Home from Nowhere: Remaking Our Everyday World for the Twenty-First Century
- Author: James Howard Kunstler
- Language: English
- Subject: New Urbanism; social criticism
- Genre: Urban planning; Nonfiction
- Publisher: Free Press
- Publication date: March 26, 1998
- Publication place: United States
- Media type: Print (Hardback & Paperback)
- Pages: 320
- ISBN: 978-0684837376
- OCLC: 1149420822
- Preceded by: The Geography of Nowhere
- Followed by: The Long Emergency

= Home from Nowhere =

1998 book by James Howard Kunstler

Home from Nowhere: Remaking Our Everyday World for the Twenty-First Century is a non-fiction work by American author and social critic James Howard Kunstler, first published on March 26, 1998, by Simon & Schuster. The book is a sequel to his successful book The Geography of Nowhere where Kunstler examines the cultural, economic, and architectural forces that have shaped postwar American suburbs and proposes practical strategies for revitalizing urban life through the principles of New Urbanism. Unlike its predecessor The Geography of Nowhere (1993), which primarily diagnosed the problems of suburban sprawl, Home from Nowhere shifts focus to prescriptive solutions, featuring extensive case studies of New Urbanism projects and practical guidelines for community design.

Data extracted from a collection

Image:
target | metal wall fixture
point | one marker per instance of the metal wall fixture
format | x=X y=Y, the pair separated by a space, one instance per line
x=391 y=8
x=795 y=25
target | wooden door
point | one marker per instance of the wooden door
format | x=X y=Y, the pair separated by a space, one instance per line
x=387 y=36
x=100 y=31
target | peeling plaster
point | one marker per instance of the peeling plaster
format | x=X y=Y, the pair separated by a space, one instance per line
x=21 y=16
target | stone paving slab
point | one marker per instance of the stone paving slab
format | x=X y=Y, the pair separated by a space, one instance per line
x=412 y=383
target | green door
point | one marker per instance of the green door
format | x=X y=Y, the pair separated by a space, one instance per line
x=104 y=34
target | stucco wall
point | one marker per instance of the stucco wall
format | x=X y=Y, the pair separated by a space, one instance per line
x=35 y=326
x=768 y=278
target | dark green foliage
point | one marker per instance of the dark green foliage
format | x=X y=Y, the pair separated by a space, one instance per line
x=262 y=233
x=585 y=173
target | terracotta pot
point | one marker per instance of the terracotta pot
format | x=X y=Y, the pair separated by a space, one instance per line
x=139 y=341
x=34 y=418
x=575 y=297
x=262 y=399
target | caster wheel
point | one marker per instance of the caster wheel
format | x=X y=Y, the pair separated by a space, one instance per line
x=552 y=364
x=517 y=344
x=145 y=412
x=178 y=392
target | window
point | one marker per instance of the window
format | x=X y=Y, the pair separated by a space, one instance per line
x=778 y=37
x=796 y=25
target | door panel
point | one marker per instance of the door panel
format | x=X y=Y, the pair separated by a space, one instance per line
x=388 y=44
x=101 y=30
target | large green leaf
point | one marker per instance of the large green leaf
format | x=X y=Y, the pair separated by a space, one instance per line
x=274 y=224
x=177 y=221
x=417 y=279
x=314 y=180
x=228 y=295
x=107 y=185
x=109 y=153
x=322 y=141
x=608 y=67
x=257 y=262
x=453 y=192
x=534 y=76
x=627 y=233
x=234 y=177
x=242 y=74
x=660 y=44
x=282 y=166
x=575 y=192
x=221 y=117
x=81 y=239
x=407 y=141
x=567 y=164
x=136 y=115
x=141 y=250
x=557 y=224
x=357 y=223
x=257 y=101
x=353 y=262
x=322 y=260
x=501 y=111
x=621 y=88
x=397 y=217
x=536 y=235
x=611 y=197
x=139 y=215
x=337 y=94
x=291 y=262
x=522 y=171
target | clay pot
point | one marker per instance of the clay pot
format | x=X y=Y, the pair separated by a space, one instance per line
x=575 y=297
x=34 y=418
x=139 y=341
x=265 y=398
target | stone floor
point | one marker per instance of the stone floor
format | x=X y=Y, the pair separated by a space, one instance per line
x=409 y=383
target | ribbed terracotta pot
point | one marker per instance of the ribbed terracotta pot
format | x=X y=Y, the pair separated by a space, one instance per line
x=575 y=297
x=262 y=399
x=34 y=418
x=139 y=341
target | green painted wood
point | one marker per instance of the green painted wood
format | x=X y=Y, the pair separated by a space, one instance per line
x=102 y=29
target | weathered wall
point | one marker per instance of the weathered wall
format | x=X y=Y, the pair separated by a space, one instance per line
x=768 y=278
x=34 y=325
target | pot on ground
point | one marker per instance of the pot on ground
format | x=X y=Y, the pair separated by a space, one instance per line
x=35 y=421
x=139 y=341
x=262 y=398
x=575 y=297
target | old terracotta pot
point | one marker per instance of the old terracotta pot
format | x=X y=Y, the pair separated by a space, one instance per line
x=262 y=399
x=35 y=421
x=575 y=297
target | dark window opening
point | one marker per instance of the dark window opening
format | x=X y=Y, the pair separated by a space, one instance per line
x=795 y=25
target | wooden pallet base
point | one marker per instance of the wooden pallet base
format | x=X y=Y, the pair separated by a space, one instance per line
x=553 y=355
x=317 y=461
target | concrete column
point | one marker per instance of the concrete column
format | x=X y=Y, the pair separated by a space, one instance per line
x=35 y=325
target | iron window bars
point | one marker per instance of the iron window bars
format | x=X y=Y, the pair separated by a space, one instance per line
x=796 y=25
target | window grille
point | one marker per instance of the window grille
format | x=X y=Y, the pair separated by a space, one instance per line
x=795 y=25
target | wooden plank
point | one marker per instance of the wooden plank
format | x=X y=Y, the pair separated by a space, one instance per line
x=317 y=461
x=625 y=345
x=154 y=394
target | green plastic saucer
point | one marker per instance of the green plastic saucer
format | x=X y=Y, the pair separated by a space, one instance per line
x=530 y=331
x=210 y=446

Work instruction 1: Summarize the Home from Nowhere entry in two sentences.
Work instruction 2: Transcribe the stretch of the Home from Nowhere entry from "1998 book by" through "for community design.".

Task output 1: Home from Nowhere is a 1998 non-fiction work by American author and social critic James Howard Kunstler and a sequel to his book The Geography of Nowhere. Where the earlier book mainly diagnosed the problems of suburban sprawl, this one examines the forces that shaped postwar American suburbs and turns to prescriptive solutions, featuring case studies of New Urbanism projects and practical guidelines for community design.

Task output 2:
1998 book by James Howard Kunstler

Home from Nowhere: Remaking Our Everyday World for the Twenty-First Century is a non-fiction work by American author and social critic James Howard Kunstler, first published on March 26, 1998, by Simon & Schuster. The book is a sequel to his successful book The Geography of Nowhere where Kunstler examines the cultural, economic, and architectural forces that have shaped postwar American suburbs and proposes practical strategies for revitalizing urban life through the principles of New Urbanism. Unlike its predecessor The Geography of Nowhere (1993), which primarily diagnosed the problems of suburban sprawl, Home from Nowhere shifts focus to prescriptive solutions, featuring extensive case studies of New Urbanism projects and practical guidelines for community design.